Copy the following entries word for word, from the line containing "Query: **fried fish fillet**" through the line containing "POLYGON ((7 104, 0", with both of those lines included.

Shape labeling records
::::::::::
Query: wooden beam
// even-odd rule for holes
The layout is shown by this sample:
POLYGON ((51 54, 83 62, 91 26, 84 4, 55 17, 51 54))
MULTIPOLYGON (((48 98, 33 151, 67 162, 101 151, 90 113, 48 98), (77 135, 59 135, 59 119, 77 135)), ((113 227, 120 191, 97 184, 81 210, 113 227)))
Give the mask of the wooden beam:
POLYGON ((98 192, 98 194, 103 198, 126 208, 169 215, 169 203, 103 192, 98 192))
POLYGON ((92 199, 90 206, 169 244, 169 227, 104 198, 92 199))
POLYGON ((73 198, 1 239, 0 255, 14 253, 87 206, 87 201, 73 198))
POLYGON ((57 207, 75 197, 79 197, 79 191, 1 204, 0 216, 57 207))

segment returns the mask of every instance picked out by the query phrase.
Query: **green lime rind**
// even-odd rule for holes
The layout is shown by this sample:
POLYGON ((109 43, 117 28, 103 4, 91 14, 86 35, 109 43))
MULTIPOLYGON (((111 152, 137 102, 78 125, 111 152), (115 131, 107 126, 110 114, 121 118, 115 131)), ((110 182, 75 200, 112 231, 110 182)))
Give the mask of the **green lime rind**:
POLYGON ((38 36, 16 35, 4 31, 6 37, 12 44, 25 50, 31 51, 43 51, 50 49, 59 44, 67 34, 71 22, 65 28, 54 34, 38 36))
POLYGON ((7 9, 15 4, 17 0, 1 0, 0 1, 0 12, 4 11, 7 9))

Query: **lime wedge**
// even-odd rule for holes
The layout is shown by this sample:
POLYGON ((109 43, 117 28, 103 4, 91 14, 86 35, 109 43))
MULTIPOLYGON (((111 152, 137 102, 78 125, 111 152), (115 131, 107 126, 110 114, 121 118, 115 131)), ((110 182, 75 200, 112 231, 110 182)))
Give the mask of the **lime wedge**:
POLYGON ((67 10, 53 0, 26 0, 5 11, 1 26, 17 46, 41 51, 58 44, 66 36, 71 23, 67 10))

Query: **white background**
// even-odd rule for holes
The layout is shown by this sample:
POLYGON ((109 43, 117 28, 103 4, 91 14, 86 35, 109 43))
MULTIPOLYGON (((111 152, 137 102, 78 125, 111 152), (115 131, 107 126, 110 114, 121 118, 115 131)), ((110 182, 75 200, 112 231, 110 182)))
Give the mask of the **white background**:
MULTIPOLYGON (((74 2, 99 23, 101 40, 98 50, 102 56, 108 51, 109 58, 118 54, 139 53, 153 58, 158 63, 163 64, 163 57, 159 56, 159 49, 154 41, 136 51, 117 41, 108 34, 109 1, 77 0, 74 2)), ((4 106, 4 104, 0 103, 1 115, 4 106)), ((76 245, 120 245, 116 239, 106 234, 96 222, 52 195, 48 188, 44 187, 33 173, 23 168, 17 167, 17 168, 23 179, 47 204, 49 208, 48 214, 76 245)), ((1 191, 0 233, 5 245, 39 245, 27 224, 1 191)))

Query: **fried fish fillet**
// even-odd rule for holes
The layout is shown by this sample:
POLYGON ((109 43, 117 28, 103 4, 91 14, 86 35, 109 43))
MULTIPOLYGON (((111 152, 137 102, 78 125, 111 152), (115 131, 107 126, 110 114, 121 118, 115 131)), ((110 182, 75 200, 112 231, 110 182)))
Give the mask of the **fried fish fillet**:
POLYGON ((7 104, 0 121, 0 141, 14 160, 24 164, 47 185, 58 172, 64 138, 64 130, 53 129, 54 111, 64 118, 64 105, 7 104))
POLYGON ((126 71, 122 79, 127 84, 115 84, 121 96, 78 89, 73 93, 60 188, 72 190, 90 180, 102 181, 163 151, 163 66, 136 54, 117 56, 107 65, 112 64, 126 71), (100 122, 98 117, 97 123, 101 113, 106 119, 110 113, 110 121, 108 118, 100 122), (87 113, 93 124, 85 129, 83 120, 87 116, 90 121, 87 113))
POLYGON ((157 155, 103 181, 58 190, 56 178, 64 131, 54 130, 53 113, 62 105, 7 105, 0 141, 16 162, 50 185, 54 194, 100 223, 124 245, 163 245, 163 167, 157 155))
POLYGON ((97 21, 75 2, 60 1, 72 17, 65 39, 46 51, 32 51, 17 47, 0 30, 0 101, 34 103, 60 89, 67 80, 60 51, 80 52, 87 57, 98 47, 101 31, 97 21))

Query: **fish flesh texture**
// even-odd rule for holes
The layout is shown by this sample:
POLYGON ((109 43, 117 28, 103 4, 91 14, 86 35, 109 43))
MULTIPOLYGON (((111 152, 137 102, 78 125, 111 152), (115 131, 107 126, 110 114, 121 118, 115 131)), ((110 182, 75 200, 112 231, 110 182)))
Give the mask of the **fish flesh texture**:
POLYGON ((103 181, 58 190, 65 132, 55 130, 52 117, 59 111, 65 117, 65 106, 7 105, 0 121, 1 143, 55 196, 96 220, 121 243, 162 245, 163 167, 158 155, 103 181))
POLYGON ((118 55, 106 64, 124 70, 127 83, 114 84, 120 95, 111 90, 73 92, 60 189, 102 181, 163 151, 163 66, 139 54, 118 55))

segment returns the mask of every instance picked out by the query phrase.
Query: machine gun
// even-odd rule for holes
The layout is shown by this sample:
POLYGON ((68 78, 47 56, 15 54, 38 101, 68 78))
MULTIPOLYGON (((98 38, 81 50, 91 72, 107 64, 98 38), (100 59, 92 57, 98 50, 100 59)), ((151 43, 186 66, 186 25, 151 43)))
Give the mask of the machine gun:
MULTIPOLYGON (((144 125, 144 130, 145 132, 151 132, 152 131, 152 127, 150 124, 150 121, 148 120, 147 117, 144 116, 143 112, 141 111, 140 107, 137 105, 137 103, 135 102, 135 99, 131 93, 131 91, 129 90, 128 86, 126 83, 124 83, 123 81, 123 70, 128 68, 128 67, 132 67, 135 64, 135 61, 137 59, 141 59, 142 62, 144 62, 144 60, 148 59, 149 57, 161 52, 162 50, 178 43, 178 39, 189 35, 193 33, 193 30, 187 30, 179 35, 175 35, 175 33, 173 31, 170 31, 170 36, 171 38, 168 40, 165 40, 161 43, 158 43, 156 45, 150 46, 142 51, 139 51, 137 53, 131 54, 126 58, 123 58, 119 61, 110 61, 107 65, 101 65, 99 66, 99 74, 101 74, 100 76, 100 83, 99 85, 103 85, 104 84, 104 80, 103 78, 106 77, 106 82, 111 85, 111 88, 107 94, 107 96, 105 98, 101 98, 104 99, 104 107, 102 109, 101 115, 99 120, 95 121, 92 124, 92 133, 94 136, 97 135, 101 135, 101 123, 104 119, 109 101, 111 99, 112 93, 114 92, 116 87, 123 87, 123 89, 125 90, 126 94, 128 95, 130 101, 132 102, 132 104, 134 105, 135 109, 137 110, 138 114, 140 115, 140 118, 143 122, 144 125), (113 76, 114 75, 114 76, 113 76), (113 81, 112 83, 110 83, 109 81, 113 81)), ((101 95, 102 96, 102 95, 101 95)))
::::::::::
Exercise answer:
Query: **fried fish fillet**
// even-odd rule for holes
The layout is shown by this sample:
POLYGON ((109 43, 117 28, 103 4, 91 14, 86 35, 109 43))
MULTIPOLYGON (((111 152, 137 102, 78 125, 111 152), (115 131, 107 126, 110 114, 121 118, 115 131)), ((110 182, 75 200, 112 231, 110 182)))
Give the mask of the **fried fish fillet**:
POLYGON ((7 104, 0 121, 0 141, 14 160, 24 164, 47 185, 58 172, 64 138, 64 130, 53 129, 54 111, 64 118, 64 105, 7 104))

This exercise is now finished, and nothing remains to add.